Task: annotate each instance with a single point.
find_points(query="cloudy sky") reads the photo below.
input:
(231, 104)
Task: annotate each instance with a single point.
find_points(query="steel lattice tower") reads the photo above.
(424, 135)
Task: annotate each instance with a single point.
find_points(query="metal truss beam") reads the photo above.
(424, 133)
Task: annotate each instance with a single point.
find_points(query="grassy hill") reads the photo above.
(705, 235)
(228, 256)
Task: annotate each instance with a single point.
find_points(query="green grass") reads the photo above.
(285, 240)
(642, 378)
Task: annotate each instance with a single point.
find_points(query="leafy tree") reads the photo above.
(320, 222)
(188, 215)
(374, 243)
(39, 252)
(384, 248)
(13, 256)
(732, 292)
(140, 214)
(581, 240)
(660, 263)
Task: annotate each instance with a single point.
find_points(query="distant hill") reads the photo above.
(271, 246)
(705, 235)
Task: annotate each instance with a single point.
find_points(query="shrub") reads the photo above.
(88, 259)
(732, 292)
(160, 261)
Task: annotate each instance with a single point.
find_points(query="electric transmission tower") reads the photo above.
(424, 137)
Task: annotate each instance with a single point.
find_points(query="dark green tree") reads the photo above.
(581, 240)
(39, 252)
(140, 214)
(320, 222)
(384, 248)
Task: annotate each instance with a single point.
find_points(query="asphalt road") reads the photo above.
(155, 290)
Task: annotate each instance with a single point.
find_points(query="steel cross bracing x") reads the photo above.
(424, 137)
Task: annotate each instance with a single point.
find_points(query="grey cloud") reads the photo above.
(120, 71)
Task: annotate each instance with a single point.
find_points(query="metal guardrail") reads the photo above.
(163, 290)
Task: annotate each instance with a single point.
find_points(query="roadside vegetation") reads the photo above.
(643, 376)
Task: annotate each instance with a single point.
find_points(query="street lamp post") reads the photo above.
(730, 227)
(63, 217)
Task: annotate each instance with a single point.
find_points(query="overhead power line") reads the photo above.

=== Written instruction ===
State how many lines of the material above contain the string "metal". Reply with the number alone.

=== Response to the exercise ===
2